• **TEXT FOR ANALYSIS**:
Health Care and Bankruptcy Go Hand in Hand
by Tim Manni
Until recently, health care and bankruptcy never seemingly went hand in hand. Nearly 30 years ago, only 8% of families who filed bankruptcy cited serious medical problems as the reason. The findings from a 2007 study found that number has risen to 62%. What may be more shocking is that the study claims 78% of those filers had medical insurance at the start of their illness:
This newest, nationwide study, conducted before the start of the current recession by Drs. David Himmelstein and Steffie Woolhandler of Harvard Medical School, Elizabeth Warren of Harvard Law School, and Deborah Thorne, a sociology professor at Ohio University, found that the filers were for the most part solidly middle class before medical disaster hit. Two-thirds owned their home and three-fifths had gone to college.
Again today President Obama reiterated his call for health care reform, calling out his opposition and praising his supporters. Last month the president addressed a letter to Democratic Senate leaders which stated that “Soaring health-care costs make our current course unsustainable. It is unsustainable for our families, whose spiraling premiums and out-of-pocket expenses are pushing them into bankruptcy and forcing them to go without the checkups and prescriptions they need.”
But are soaring health care costs the only cause of our “unsustainable” health care system? Are “spiraling premiums” behind the increased bankruptcies? The study says not entirely (emphasis added):
[The study] found that a number of medical factors contributed to a family’s financial disaster. More than 90% of medically related bankruptcies were caused by high medical bills directly or medical costs that were so high the family was forced to mortgage their home. The remaining 8% went bankrupt because a medical problem caused them to lose income.
Dr. Woolhandler, an advocate of a single-payer health-care system, said lawmakers in Washington should reconsider health-care reform in light of the study. “Covering the uninsured isn’t enough,” she said. “Reform also needs to help families who already have insurance by upgrading their coverage and assuring that they never lose it.“
There are several issues regarding President Obama’s health care reform that begged to be discussed in this blog, but for today we’ll settle on just one: if the president’s health care reform merely focuses on providing health care to the 50 million uninsured Americans, he will have missed his opportunity to fix an equally debilitating problem.

[Records from a collection]
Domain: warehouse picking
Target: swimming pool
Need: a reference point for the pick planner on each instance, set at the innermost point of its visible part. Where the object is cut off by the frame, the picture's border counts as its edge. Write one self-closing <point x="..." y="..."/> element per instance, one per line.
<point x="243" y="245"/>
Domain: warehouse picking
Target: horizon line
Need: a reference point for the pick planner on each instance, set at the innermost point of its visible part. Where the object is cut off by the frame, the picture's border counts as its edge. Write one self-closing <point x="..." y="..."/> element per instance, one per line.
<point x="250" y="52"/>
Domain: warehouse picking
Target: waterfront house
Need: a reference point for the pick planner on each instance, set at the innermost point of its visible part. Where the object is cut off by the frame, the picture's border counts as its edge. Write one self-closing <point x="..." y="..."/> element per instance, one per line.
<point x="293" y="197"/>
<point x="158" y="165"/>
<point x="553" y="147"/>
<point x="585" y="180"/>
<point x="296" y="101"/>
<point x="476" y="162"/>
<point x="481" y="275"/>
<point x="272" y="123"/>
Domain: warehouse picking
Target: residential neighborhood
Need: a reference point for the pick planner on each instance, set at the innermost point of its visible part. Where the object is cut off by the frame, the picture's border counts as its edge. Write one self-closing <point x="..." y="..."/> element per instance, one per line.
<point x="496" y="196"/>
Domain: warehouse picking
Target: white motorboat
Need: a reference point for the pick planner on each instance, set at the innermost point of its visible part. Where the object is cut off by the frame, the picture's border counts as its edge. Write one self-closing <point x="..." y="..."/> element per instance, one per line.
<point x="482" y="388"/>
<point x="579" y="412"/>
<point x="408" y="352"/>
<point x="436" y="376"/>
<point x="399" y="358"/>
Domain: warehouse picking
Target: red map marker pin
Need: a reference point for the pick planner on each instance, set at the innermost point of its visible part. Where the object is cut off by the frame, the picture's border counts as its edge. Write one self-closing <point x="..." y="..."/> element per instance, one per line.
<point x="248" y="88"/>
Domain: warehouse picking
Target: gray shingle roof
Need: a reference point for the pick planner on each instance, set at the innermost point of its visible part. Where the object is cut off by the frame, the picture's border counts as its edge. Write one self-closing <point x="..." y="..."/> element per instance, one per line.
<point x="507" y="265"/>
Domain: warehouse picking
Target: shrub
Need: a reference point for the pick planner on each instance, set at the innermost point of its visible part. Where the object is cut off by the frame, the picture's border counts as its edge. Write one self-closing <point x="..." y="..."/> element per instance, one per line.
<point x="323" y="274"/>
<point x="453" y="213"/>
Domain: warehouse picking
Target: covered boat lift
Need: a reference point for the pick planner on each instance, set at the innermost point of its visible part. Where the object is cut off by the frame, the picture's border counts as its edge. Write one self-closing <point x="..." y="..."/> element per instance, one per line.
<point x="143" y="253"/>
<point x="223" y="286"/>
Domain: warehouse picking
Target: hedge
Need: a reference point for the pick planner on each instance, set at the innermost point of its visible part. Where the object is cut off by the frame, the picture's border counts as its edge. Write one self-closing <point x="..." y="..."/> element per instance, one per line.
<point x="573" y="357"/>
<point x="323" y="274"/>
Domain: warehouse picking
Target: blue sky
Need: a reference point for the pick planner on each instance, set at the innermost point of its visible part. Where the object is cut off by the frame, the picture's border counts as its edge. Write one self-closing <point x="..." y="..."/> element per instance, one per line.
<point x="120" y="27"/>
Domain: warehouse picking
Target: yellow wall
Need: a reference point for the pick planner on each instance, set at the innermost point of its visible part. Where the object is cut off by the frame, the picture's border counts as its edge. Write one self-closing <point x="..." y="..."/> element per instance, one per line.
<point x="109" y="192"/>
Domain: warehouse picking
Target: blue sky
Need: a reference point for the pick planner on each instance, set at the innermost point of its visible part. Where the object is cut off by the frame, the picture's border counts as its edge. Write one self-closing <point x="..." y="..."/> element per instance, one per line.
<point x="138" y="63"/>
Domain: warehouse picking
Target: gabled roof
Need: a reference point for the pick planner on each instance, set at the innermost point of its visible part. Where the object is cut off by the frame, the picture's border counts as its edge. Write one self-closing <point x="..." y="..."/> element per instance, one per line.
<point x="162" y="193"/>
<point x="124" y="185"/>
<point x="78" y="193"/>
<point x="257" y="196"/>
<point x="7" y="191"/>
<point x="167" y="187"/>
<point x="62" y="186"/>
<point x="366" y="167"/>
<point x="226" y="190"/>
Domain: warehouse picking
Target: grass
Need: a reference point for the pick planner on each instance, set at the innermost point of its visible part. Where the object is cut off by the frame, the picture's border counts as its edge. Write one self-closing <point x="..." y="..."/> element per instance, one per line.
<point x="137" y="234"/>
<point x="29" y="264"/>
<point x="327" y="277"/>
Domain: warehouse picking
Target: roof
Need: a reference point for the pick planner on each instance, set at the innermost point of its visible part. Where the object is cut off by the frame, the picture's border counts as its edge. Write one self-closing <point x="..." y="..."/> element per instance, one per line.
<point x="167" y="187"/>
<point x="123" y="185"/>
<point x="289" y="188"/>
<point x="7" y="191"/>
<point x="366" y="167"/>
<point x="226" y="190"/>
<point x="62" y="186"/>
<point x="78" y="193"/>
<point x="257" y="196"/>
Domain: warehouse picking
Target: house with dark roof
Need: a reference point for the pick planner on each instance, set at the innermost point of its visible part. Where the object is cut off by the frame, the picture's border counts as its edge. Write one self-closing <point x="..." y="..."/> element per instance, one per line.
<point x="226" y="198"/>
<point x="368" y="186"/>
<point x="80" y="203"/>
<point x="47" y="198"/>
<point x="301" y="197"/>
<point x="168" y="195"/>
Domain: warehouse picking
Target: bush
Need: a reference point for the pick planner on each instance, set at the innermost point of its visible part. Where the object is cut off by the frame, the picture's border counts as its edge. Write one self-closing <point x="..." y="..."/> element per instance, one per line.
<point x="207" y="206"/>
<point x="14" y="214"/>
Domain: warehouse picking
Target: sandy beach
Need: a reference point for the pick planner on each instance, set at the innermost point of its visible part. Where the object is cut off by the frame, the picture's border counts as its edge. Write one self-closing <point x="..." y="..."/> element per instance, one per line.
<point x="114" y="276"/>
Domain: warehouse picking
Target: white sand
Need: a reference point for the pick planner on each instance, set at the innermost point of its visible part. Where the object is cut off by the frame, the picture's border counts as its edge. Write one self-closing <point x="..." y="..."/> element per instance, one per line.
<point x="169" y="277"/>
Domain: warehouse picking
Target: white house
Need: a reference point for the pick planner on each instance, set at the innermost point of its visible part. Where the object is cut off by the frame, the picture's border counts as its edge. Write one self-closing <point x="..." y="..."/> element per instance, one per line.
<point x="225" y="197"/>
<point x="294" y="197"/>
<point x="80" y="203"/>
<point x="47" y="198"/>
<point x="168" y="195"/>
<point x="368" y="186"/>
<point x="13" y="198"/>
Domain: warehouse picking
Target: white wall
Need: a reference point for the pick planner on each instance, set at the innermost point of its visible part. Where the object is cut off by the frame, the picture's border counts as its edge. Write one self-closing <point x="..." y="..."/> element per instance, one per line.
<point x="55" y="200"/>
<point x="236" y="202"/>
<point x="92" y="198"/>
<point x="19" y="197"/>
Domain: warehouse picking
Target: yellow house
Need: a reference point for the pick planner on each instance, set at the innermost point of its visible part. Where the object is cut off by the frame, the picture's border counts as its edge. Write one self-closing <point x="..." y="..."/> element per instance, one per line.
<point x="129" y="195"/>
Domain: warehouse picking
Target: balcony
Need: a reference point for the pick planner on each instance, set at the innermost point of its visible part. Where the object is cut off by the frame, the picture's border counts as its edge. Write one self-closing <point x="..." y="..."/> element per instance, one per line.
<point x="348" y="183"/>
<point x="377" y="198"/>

* * *

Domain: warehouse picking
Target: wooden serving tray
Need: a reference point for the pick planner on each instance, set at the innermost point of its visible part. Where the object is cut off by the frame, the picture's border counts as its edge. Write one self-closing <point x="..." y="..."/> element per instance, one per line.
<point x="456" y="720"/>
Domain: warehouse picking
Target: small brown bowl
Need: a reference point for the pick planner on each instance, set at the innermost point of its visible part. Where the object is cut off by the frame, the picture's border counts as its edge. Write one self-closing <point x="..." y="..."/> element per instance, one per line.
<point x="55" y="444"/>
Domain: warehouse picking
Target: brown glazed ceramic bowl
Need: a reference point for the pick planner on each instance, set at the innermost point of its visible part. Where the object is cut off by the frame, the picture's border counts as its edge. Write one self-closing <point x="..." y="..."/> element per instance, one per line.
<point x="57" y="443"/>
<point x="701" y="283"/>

• **REQUIRED WORK**:
1. Translate this sentence from the article on health care and bankruptcy into Spanish: "Two-thirds owned their home and three-fifths had gone to college."
2. Answer these questions using the article on health care and bankruptcy.
(a) Nearly 30 years ago, what percentage of families who filed bankruptcy cited serious medical problems as the reason?
(b) At which university is Deborah Thorne a sociology professor?
(c) How many uninsured Americans does the final paragraph mention?
Rely only on the article on health care and bankruptcy when you respond.

• **ANSWERS BY TASK**:
1. Dos tercios eran dueños de su casa y tres quintos habían ido a la universidad.

2.
(a) 8%
(b) Ohio University
(c) 50 million